• **STATED TASK**: Pick out and copy each line of the records that contains the word "drizzle". The match is case-sensitive.

• **INPUT FOR THIS TASK**:
---

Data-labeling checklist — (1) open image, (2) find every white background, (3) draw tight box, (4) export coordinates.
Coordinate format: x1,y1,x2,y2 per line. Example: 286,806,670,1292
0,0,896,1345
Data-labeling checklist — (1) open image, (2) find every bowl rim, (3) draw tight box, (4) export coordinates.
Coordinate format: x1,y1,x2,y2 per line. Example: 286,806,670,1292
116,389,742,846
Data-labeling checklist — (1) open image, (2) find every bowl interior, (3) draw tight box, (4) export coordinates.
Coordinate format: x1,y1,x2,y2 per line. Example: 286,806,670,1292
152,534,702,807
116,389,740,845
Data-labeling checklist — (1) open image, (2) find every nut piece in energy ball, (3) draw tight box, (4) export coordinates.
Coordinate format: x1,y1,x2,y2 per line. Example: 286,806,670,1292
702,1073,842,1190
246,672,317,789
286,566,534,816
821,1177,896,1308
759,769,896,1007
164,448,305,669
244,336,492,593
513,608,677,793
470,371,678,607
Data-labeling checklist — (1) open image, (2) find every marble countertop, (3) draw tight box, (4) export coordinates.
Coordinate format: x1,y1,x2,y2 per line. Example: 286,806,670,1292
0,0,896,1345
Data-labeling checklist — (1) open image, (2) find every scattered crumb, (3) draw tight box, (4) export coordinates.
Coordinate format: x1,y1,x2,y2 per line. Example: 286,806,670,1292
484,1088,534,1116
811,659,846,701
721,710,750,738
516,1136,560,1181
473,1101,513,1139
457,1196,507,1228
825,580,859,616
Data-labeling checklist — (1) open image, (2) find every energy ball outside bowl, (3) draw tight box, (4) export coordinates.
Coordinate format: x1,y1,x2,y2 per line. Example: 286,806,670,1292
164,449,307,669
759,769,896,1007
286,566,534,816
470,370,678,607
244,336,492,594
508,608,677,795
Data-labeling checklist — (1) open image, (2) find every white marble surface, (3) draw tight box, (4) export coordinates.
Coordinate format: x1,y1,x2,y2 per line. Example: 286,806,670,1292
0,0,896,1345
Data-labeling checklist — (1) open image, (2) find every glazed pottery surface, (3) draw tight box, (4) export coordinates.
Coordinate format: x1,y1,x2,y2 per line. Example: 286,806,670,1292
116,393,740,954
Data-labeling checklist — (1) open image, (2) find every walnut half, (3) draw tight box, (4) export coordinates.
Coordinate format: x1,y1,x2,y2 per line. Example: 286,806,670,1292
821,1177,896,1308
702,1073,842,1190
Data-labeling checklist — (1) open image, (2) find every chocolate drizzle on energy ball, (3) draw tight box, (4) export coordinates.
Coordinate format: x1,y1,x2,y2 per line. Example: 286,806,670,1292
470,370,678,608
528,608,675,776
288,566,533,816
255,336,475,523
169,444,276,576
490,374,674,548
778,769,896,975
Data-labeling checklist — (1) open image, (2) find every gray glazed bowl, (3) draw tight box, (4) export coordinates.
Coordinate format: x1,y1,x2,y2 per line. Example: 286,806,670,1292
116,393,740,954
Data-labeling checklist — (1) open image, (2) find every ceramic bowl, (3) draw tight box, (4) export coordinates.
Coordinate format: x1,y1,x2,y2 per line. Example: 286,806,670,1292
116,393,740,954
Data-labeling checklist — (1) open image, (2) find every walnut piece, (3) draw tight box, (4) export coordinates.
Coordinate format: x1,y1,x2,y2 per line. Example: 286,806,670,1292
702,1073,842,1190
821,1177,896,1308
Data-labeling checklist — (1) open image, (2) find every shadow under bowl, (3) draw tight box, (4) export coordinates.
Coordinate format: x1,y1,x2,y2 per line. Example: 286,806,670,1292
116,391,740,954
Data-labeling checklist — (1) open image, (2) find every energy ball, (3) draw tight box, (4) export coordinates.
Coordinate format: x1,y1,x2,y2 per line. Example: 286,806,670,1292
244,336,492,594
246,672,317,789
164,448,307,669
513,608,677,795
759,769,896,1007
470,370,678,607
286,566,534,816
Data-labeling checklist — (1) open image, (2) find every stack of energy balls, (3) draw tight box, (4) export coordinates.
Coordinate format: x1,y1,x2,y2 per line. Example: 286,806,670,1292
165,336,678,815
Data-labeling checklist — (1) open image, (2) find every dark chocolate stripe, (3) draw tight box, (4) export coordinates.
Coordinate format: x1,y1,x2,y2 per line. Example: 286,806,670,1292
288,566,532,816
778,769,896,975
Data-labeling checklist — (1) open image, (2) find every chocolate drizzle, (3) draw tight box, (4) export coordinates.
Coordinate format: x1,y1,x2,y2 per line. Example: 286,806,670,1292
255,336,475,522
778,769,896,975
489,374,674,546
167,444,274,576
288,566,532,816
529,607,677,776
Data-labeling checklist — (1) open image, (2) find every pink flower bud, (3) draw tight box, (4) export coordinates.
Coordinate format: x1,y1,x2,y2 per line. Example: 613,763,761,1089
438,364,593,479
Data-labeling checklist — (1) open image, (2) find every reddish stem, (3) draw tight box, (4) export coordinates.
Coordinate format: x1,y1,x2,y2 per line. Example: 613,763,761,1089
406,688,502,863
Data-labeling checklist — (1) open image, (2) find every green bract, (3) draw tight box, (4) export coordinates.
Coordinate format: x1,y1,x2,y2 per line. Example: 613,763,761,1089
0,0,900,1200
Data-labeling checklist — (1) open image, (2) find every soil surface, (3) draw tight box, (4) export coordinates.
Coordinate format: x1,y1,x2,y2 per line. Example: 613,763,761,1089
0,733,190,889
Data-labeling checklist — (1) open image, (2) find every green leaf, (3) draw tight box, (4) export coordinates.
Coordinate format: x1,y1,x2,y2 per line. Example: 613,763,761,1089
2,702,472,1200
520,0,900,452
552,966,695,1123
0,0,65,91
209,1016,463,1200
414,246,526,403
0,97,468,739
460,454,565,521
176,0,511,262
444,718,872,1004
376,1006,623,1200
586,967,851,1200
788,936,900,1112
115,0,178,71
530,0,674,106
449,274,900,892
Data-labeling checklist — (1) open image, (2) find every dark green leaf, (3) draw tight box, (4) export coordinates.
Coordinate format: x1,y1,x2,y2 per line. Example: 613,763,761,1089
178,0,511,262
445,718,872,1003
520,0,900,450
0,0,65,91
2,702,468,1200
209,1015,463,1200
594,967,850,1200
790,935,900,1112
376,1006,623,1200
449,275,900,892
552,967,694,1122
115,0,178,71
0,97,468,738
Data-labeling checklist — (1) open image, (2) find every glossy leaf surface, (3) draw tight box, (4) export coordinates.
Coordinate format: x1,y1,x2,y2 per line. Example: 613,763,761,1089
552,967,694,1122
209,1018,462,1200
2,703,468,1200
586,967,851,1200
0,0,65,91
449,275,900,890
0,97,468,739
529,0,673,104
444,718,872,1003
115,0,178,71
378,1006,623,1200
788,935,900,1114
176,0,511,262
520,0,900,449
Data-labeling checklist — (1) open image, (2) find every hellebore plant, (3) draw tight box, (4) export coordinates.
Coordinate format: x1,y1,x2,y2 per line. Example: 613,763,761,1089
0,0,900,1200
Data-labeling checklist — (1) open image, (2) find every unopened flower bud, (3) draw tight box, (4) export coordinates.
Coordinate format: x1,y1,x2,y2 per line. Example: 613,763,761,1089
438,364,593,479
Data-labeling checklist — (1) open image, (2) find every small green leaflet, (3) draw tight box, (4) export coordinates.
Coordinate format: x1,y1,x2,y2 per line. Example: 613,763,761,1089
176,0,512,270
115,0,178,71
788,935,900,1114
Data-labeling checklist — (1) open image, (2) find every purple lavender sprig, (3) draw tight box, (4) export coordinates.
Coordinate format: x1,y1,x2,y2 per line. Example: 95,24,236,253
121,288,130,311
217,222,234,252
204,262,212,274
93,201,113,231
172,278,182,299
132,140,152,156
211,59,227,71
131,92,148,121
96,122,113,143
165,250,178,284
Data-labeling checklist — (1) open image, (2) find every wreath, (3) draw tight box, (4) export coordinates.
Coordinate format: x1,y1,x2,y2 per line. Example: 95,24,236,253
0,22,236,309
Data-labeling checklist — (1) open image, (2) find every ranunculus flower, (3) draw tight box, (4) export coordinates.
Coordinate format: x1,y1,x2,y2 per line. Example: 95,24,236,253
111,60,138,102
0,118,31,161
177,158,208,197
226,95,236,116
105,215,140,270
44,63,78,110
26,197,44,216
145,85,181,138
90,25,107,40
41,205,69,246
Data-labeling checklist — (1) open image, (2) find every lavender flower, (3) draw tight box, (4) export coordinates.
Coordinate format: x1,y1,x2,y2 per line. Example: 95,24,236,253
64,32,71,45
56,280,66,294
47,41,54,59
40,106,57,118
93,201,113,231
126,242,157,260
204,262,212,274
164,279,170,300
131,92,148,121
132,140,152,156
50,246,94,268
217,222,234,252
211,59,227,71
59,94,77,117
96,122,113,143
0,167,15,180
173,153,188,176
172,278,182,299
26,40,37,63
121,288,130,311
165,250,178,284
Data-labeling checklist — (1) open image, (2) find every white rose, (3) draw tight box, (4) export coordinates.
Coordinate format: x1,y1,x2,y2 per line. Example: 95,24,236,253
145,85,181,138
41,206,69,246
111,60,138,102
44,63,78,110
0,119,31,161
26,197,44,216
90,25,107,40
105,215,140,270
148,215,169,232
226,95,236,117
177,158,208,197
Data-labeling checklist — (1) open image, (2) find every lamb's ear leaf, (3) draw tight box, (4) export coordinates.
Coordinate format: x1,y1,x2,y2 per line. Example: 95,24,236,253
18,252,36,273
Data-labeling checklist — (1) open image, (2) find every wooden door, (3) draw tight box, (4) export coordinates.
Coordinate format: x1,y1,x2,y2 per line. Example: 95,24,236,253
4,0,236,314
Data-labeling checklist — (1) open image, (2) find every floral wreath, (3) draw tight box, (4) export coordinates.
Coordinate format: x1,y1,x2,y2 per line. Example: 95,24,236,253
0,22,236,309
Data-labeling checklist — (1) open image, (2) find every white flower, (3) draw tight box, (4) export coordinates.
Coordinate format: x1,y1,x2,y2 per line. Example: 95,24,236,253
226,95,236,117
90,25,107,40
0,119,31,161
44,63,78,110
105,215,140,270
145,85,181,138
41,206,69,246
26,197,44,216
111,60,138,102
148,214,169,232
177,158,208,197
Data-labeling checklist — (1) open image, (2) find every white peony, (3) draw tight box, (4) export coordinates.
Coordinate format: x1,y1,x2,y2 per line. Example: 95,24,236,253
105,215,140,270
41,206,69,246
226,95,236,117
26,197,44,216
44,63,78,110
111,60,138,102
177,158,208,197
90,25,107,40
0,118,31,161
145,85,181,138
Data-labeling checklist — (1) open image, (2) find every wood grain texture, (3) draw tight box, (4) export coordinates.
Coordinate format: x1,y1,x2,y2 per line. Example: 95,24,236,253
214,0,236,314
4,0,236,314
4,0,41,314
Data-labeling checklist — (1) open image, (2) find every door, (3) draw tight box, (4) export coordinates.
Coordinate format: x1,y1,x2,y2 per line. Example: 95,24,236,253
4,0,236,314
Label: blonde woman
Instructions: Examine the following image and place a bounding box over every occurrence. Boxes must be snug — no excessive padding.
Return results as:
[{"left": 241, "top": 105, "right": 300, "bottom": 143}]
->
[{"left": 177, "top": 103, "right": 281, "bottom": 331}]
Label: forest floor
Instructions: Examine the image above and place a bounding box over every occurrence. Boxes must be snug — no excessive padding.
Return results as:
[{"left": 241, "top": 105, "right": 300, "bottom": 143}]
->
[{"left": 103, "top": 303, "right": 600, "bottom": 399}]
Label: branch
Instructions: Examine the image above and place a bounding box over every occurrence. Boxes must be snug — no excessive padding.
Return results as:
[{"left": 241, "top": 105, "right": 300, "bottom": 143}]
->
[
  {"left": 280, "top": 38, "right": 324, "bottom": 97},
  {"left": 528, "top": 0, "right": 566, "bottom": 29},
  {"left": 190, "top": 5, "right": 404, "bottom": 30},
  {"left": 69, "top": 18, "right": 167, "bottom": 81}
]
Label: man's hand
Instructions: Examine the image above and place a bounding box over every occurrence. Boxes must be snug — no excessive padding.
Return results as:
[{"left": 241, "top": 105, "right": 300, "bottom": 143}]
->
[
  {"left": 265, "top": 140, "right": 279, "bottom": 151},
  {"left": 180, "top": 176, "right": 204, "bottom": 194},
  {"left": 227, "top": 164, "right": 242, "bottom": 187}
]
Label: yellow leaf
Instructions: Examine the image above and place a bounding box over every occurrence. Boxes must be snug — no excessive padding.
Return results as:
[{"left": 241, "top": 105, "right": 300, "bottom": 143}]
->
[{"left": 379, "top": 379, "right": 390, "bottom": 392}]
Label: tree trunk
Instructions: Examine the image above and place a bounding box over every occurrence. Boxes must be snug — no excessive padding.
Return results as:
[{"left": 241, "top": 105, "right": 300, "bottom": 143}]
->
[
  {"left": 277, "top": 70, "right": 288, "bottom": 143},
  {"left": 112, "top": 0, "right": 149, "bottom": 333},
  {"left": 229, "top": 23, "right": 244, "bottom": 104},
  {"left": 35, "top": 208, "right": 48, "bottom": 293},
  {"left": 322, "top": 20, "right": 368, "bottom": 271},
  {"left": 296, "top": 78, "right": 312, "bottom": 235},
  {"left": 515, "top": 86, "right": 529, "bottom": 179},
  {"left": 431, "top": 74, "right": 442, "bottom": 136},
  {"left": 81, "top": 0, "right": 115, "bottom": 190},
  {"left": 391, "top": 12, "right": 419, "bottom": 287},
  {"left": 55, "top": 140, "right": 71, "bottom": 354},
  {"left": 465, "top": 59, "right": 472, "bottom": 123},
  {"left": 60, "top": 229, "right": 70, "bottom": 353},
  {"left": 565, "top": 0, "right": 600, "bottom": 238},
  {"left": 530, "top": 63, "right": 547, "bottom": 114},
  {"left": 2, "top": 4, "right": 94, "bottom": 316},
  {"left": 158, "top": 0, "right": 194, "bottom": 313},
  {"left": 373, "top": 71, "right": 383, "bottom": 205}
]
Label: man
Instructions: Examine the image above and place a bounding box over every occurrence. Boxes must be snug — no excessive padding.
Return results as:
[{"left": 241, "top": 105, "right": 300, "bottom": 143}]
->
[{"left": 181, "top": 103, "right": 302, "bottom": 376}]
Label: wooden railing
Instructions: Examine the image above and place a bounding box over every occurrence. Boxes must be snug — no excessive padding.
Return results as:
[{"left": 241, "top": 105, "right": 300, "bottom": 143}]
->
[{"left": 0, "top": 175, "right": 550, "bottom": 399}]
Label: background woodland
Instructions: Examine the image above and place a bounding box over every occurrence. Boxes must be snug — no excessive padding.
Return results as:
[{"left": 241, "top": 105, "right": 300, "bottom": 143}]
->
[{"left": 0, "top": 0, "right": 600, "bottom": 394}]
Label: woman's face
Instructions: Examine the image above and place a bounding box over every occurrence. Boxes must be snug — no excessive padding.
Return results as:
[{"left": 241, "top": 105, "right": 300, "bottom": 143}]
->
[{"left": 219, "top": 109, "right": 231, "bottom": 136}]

---

• **ANSWER TO THE TASK**:
Data-labeling checklist — (1) open image, (2) find every chocolate drizzle on energy ball, (3) draw tight box, (4) export coordinates.
Data-labeling checklist — (1) open image, (2) find every chocolate drizzle, (3) draw tight box, (4) export coordinates.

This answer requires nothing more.